** WHAT YOU WILL DO **
Please give every record below again exactly, and keep the pictures out.

** EXTRACTED MATERIAL **

━━━

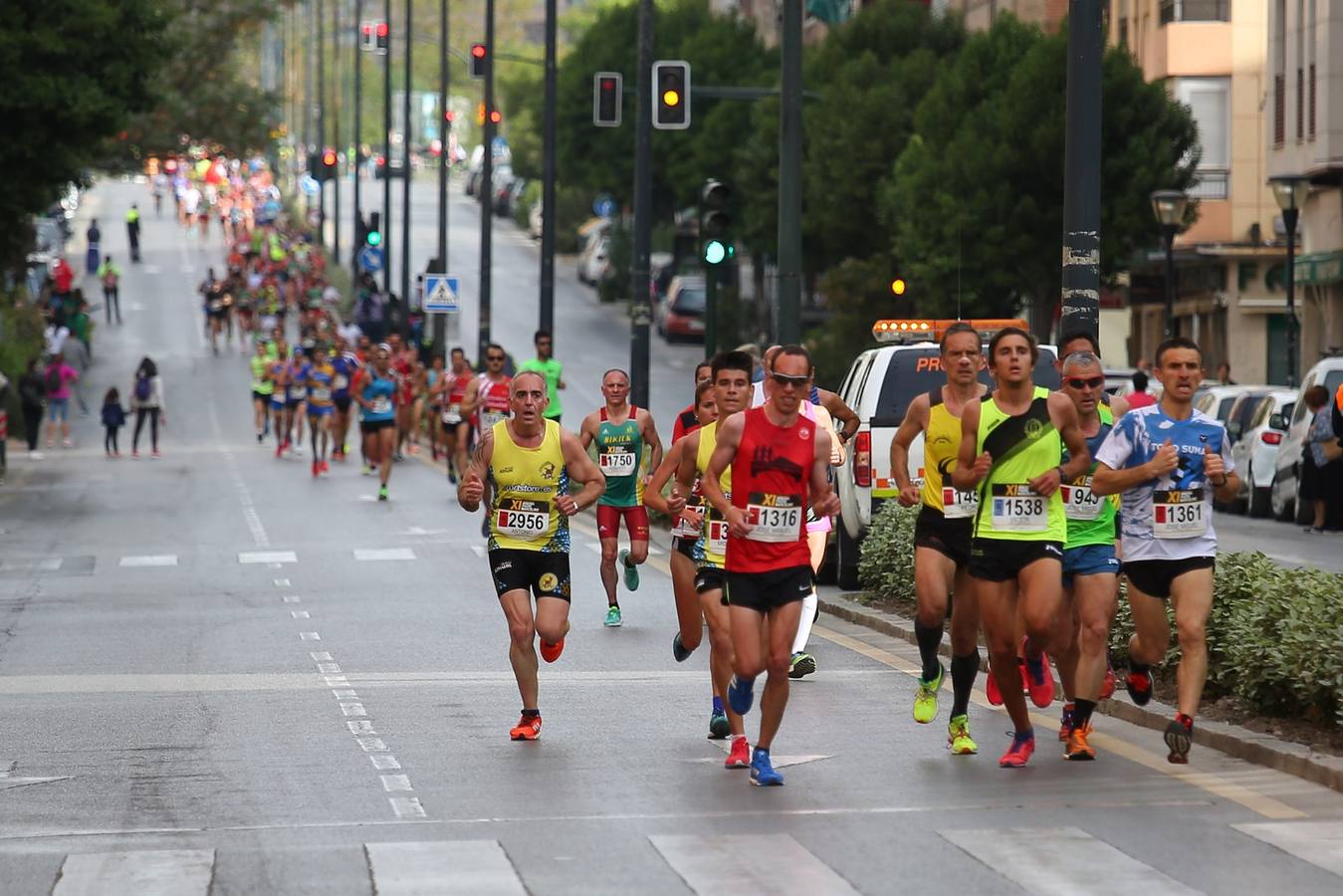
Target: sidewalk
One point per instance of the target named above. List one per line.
(1233, 741)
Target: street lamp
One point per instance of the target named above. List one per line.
(1289, 191)
(1169, 206)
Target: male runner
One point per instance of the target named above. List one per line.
(620, 431)
(780, 466)
(1011, 450)
(943, 534)
(526, 464)
(1170, 461)
(731, 372)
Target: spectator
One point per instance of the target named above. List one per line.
(33, 398)
(146, 400)
(1320, 465)
(57, 380)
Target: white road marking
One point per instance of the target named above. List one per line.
(1319, 842)
(150, 560)
(268, 557)
(150, 872)
(1050, 861)
(476, 866)
(383, 554)
(734, 865)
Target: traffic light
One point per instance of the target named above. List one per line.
(607, 99)
(715, 222)
(670, 95)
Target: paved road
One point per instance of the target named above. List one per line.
(222, 675)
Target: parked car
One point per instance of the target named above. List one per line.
(1257, 446)
(1328, 373)
(681, 315)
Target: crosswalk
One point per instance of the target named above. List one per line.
(1035, 860)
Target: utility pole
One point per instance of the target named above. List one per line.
(547, 318)
(1081, 173)
(642, 211)
(406, 183)
(484, 192)
(789, 176)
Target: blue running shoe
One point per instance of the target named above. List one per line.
(740, 695)
(763, 773)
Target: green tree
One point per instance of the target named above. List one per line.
(976, 200)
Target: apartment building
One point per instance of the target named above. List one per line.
(1304, 109)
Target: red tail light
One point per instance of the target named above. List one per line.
(862, 460)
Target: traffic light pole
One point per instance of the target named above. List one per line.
(1081, 173)
(641, 314)
(485, 191)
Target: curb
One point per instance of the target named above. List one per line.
(1233, 741)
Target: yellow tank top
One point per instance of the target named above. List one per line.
(712, 547)
(526, 484)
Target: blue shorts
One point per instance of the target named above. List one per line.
(1089, 559)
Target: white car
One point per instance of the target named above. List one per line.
(878, 387)
(1257, 448)
(1328, 373)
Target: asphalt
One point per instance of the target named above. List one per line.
(204, 688)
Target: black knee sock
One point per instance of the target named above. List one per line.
(963, 670)
(928, 644)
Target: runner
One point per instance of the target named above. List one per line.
(375, 389)
(780, 462)
(731, 377)
(943, 534)
(1011, 450)
(1170, 461)
(320, 380)
(523, 469)
(620, 431)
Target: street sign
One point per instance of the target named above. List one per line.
(439, 293)
(370, 258)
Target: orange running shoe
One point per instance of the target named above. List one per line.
(527, 729)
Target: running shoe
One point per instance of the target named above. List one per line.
(527, 729)
(740, 695)
(762, 772)
(1065, 722)
(551, 652)
(1139, 685)
(926, 702)
(1180, 737)
(631, 571)
(1016, 755)
(802, 665)
(959, 739)
(719, 727)
(678, 650)
(1077, 749)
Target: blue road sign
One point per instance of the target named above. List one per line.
(370, 258)
(439, 293)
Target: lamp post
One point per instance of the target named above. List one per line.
(1169, 206)
(1289, 191)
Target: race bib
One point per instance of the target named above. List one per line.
(618, 460)
(1078, 501)
(959, 506)
(1016, 508)
(523, 520)
(1178, 514)
(777, 518)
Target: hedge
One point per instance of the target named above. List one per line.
(1274, 635)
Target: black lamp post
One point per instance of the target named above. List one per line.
(1289, 191)
(1169, 206)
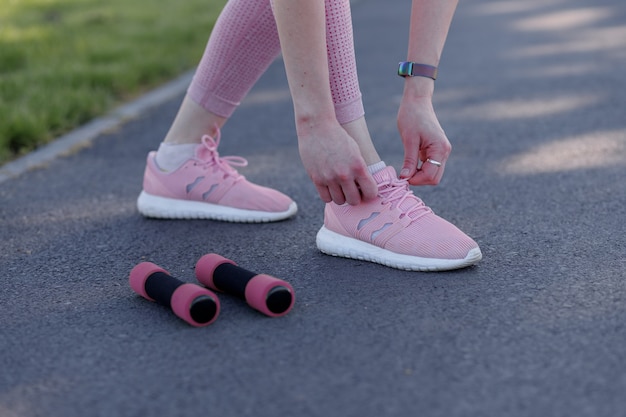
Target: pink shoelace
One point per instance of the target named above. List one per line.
(225, 163)
(397, 192)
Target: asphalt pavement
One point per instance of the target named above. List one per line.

━━━

** ANSWER BOX **
Target: sidewalk
One point per instance of the target named above. List one per line.
(1233, 741)
Target: street lamp
One point per instance of the target named above. List one per line.
(1289, 191)
(1169, 206)
Target: male runner
One point per instance of the target named above. List one per line.
(620, 431)
(780, 466)
(1011, 450)
(943, 534)
(526, 464)
(1170, 461)
(731, 372)
Target: spectator
One point per instance of the target named above. List one per line.
(33, 398)
(146, 400)
(1320, 465)
(57, 380)
Target: white road marking
One point per instance of the target named above. List one per line.
(1319, 842)
(150, 560)
(268, 557)
(150, 872)
(1050, 861)
(476, 866)
(383, 554)
(734, 865)
Target: traffic light
One point per instance of the target named above. List one per line.
(607, 99)
(715, 222)
(670, 95)
Target: paved road
One point per instance of the target named above. List one per line.
(222, 675)
Target: parked car
One point per instance of the target named above. List one per line.
(1257, 446)
(1328, 373)
(681, 315)
Target: crosswalk
One point per instance of the target named above. List one per line.
(1035, 860)
Target: utility pole
One point per instance of the target named above. List one per line.
(547, 318)
(1081, 173)
(642, 211)
(406, 183)
(484, 192)
(789, 176)
Target: blue running shoe
One point per instance of the target named above. List one per line.
(740, 695)
(763, 773)
Target: green tree
One point per instance of the target named above. List one per line.
(976, 200)
Target: apartment building
One point per instance of the target named above. List one per line.
(1304, 109)
Target: red tail light
One point per instance of the target named above. List one per line.
(862, 460)
Target: traffic light pole
One point per instance of the target named above. List one per line.
(1081, 173)
(641, 314)
(485, 191)
Target: curb
One point per instance of the target named above. List one per line.
(1233, 741)
Target: yellow tank top
One point per instance of the target named above. List one per line.
(712, 547)
(526, 484)
Target: blue shorts
One point per instance of the target named above. List one per line.
(1089, 559)
Target: white car
One point per instance of the target named above. List one per line.
(878, 387)
(1257, 448)
(1328, 373)
Target: asphalt
One point per instance of the target named above. List one per line.
(204, 688)
Target: black knee sock
One point per instance of the target named above. List one per line.
(963, 670)
(928, 644)
Target: runner
One point per instance of the target named above. List one per line.
(375, 389)
(780, 462)
(731, 377)
(943, 534)
(1011, 450)
(1170, 461)
(320, 380)
(523, 469)
(620, 431)
Target: street sign
One point per instance of the target named above. List one per line.
(439, 293)
(370, 258)
Target: orange running shoe
One point per instance of the target named above. List one per line.
(527, 729)
Target: running shoe
One point per instance of the target named above. List one per line.
(527, 729)
(740, 695)
(762, 772)
(1065, 722)
(551, 652)
(1139, 685)
(926, 702)
(1180, 737)
(631, 571)
(1016, 755)
(802, 665)
(959, 739)
(719, 727)
(678, 650)
(1077, 749)
Target: blue road sign
One point per instance of the target named above. List one per line.
(370, 258)
(439, 293)
Target: lamp post
One point per instance of the target named above. List one per line.
(1169, 206)
(1289, 191)
Target: race bib
One point per instance of the target named above. List one per line.
(618, 460)
(1078, 501)
(959, 506)
(1016, 508)
(523, 520)
(1178, 514)
(777, 518)
Target: hedge
One point per instance of the target named above. List one per line.
(1274, 635)
Target: black lamp post
One point per instance of the target named above. List one per line.
(1289, 191)
(1169, 206)
Target: pink shoelace
One point per instance of the target named above. List one per line.
(225, 163)
(397, 192)
Target: asphalt pavement
One point per instance of the target named above. List one per line.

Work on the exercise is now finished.